* What is required *
Precisely the lines from the one with "segment --target=horizon line" through the end of the data, both included, must make up the response, each restated word for word.

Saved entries

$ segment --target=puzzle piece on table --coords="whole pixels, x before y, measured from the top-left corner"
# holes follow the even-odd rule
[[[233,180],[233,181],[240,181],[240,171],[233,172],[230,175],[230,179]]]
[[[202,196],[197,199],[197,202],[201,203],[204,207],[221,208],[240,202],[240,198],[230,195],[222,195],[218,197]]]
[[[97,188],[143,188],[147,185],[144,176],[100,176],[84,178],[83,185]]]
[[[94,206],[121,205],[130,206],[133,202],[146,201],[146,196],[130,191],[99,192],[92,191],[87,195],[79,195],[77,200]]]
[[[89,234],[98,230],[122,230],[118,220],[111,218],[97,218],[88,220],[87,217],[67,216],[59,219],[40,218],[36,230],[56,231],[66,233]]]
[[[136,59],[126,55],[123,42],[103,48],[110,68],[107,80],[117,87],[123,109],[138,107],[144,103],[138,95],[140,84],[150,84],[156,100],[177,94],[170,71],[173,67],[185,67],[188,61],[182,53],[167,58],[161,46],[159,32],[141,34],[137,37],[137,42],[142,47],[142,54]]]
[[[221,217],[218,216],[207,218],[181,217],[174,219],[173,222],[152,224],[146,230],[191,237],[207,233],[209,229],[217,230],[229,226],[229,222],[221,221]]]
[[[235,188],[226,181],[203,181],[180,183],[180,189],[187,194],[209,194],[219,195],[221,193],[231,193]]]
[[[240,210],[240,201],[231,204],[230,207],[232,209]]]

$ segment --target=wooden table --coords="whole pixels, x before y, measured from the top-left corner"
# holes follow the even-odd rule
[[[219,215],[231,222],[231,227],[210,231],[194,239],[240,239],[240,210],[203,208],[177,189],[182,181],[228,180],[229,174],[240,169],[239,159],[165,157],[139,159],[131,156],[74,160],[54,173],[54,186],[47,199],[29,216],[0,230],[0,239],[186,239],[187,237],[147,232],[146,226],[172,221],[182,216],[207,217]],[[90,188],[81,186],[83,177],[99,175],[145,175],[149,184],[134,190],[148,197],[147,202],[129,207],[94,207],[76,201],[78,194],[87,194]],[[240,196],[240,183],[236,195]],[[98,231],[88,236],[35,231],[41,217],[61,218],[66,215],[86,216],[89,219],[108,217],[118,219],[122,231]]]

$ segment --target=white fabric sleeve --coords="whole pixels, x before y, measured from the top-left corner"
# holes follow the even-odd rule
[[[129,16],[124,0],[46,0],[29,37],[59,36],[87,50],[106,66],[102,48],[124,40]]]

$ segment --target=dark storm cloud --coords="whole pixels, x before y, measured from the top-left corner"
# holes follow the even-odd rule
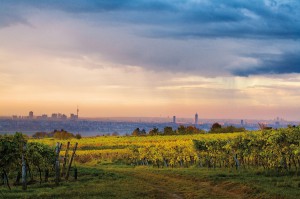
[[[238,76],[300,73],[299,55],[300,52],[255,55],[252,57],[259,60],[258,65],[233,70],[232,73]]]
[[[244,1],[171,1],[171,0],[4,0],[1,7],[20,6],[58,9],[70,13],[114,11],[112,20],[129,20],[157,24],[167,30],[152,30],[156,37],[203,38],[294,38],[300,36],[300,2],[277,3],[262,0]],[[14,12],[11,12],[14,13]],[[144,16],[147,16],[147,19]],[[6,15],[0,23],[16,21],[16,15]],[[21,17],[19,17],[21,19]],[[172,22],[171,22],[172,21]],[[128,21],[124,21],[126,23]],[[164,23],[164,22],[167,22]],[[146,33],[145,33],[146,34]]]
[[[100,23],[102,21],[106,22],[105,25],[114,22],[130,27],[142,25],[138,31],[133,30],[135,36],[142,38],[192,39],[193,41],[224,39],[232,41],[231,43],[243,43],[247,40],[247,45],[253,40],[253,43],[257,44],[257,53],[260,53],[261,41],[269,41],[269,43],[294,41],[291,46],[300,46],[300,1],[298,0],[2,0],[0,27],[26,23],[26,15],[32,10],[34,12],[32,8],[59,10],[71,16],[93,21],[93,24],[98,23],[101,27],[103,27],[103,23]],[[120,37],[122,36],[121,32]],[[243,56],[236,51],[229,52],[229,48],[224,46],[225,43],[222,46],[222,42],[219,42],[219,46],[214,46],[216,50],[209,52],[205,50],[205,46],[202,49],[200,47],[194,49],[190,47],[190,43],[174,45],[174,49],[168,49],[164,48],[163,44],[153,45],[151,48],[151,44],[145,40],[141,39],[141,42],[144,43],[111,49],[113,53],[108,50],[102,50],[101,53],[108,54],[107,57],[111,60],[120,60],[120,63],[139,65],[158,71],[212,70],[216,71],[216,74],[224,74],[227,70],[228,73],[239,76],[300,73],[300,59],[297,57],[297,52],[290,53],[287,47],[277,47],[277,50],[282,52],[280,55],[261,53],[251,56],[257,60],[258,65],[247,63],[247,66],[232,69],[230,64],[234,59]],[[135,48],[132,49],[133,47],[130,46]],[[245,52],[247,46],[240,46]],[[157,48],[165,49],[166,52],[161,52],[162,50]],[[145,49],[149,49],[149,52],[145,52]],[[251,54],[253,51],[255,50],[249,50],[248,53]],[[134,56],[136,53],[139,56]],[[215,56],[219,57],[219,61],[215,61],[213,58]],[[206,68],[207,65],[210,69]]]
[[[267,2],[267,3],[265,3]],[[111,20],[164,27],[145,32],[172,38],[292,38],[300,36],[300,2],[263,0],[12,0],[1,6],[36,7],[65,12],[115,12]],[[9,23],[7,19],[2,23]]]
[[[21,5],[37,7],[40,9],[58,9],[73,13],[91,13],[105,11],[157,11],[172,10],[172,2],[168,1],[147,1],[147,0],[4,0],[2,5]]]

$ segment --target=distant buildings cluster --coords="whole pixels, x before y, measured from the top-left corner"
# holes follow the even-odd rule
[[[67,115],[62,114],[62,113],[52,113],[51,116],[48,116],[47,114],[35,116],[33,114],[33,111],[30,111],[28,113],[28,116],[13,115],[12,119],[13,120],[18,120],[18,119],[28,119],[28,120],[33,120],[33,119],[37,119],[37,120],[48,120],[48,119],[50,119],[50,120],[67,120],[67,119],[70,119],[70,120],[77,120],[79,118],[78,113],[79,113],[78,107],[77,107],[77,114],[71,113],[70,117],[68,117]]]
[[[176,116],[173,116],[173,123],[176,124]],[[194,124],[198,125],[198,113],[195,114],[195,120],[194,120]]]
[[[288,123],[287,121],[285,121],[283,118],[280,118],[280,117],[276,117],[273,121],[274,121],[274,123],[269,123],[269,125],[273,126],[274,128],[278,128],[278,127],[280,127],[282,125],[287,125],[287,123]],[[177,122],[177,118],[174,115],[172,123],[174,123],[174,124],[178,124],[179,123],[180,124],[182,122]],[[198,126],[198,125],[201,125],[203,123],[205,123],[205,122],[204,121],[202,121],[202,123],[199,122],[198,113],[196,113],[195,117],[194,117],[194,123],[193,124],[195,126]],[[254,122],[254,124],[252,122],[248,123],[248,122],[246,122],[243,119],[241,119],[240,122],[237,122],[237,123],[236,122],[235,123],[230,123],[230,122],[228,123],[228,122],[222,122],[221,121],[220,124],[225,125],[225,126],[228,126],[230,124],[234,124],[234,125],[240,126],[240,127],[251,127],[251,128],[253,128],[253,125],[257,126],[257,123],[255,123],[255,122]],[[267,123],[265,123],[265,124],[267,124]]]

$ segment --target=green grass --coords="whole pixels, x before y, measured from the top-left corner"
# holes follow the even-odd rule
[[[195,181],[207,180],[212,186],[237,194],[243,191],[251,198],[300,198],[299,176],[272,176],[246,170],[207,168],[168,169],[157,172],[161,175],[190,178]]]
[[[0,186],[0,198],[300,198],[300,177],[207,168],[101,164],[78,167],[78,180]]]

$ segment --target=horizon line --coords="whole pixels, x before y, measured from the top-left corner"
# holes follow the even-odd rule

* Exercise response *
$ segment --target=horizon line --coords="whole pixels, x before y, measured from the top-left corner"
# holes follow the even-odd rule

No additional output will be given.